Reformat every entry below as a numbered list, one line per item, and omit any blank lines.

**DATA TO USE**

+++

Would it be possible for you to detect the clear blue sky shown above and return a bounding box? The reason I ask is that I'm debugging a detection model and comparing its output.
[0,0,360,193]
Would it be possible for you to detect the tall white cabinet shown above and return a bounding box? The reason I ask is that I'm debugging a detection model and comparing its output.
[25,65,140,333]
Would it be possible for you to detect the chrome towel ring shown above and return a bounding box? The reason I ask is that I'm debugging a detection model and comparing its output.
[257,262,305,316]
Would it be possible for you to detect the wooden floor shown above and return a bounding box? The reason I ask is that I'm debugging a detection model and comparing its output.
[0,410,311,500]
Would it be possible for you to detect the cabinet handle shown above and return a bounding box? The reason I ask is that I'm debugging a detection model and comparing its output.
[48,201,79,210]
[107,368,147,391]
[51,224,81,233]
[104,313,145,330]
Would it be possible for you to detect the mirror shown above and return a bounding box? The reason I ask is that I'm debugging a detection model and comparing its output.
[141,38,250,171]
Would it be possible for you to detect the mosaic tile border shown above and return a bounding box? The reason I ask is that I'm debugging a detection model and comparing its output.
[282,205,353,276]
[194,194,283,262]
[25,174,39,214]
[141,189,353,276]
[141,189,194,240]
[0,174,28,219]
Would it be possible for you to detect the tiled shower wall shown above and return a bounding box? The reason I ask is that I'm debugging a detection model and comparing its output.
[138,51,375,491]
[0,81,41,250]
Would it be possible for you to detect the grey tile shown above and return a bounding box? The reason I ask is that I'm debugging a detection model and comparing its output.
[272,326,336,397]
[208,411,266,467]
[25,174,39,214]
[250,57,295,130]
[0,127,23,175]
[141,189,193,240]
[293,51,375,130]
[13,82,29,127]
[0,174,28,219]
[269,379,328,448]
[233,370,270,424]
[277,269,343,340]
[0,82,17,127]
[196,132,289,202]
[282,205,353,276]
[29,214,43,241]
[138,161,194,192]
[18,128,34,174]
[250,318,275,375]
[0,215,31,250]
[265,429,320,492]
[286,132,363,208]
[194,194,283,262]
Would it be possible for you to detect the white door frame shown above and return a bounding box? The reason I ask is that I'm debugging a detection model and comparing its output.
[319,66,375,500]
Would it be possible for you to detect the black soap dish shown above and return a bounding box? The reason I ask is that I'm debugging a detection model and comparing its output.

+++

**FINAL RESULT**
1. Would it be possible for you to detect the clear blue sky shown above and return a bounding box? The reason I ask is that I'm debugging a detection model and comparing its output.
2. [0,0,360,193]
3. Would it be possible for you to detect the tall white cabinet shown above and return a bounding box? The reason I ask is that I'm debugging a detection model and comparing its output.
4. [25,65,140,333]
5. Would it be possible for you to detect the chrome towel ring shown above and return a bounding box? The reason I ask is that I'm debugging a detection model and comparing its output.
6. [257,262,305,316]
7. Would it be possible for you to detect the wooden floor shown above and return a bounding box? The reason I ask is that I'm debugging a detection model and comparing its output.
8. [0,410,311,500]
9. Would it be possible for you to detect the cabinet handle shown above and return a bounding box? The reason I ask is that I'm debugging a detection model and comparing its output.
10. [48,201,79,210]
11. [107,368,147,391]
12. [51,224,81,233]
13. [104,313,145,330]
14. Would it be possible for you to detect the mirror shown above and return a bounding box? The reason I ask is that I'm debugging a detection model and comparing its output.
15. [141,38,250,171]
16. Would it be possible for you to detect the mosaic tile border shown above and return a bounding box? The reason I ask is that I'm debugging a detection model and comparing its output.
17. [282,205,353,276]
18. [194,194,283,262]
19. [25,174,39,214]
20. [141,189,353,276]
21. [141,189,194,240]
22. [0,174,28,219]
23. Would it be possible for you to detect the tiled shower wall shown above and return a bounding box? The reason I ask is that I'm debugging a detection model and comparing its output.
24. [138,51,375,491]
25. [0,81,41,250]
26. Would it be possible for you to detect the grey tile shown above and return a bounding box? The reason I ask is that I'm debugging a detection model and comparing its output.
27. [272,326,336,397]
28. [208,411,266,467]
29. [25,174,39,214]
30. [250,57,295,130]
31. [0,127,23,175]
32. [141,189,193,240]
33. [293,51,375,130]
34. [13,82,29,127]
35. [0,174,28,219]
36. [269,379,328,448]
37. [233,370,270,424]
38. [277,269,343,340]
39. [0,82,17,127]
40. [196,132,289,202]
41. [282,205,353,276]
42. [29,214,43,241]
43. [138,161,194,192]
44. [18,128,34,174]
45. [250,318,275,375]
46. [0,215,31,250]
47. [265,429,320,492]
48. [286,132,363,208]
49. [194,194,283,262]
50. Would it be possible for you to detect the white door frame shown above and return a bounding box? The reason I ask is that I'm debugging a detection model and comparing its output.
51. [319,66,375,500]
52. Would it be possible for you to detect the black soap dish shown above and return a bounding box? The reason I ask is that I'm debugging a detection model and comparing its output.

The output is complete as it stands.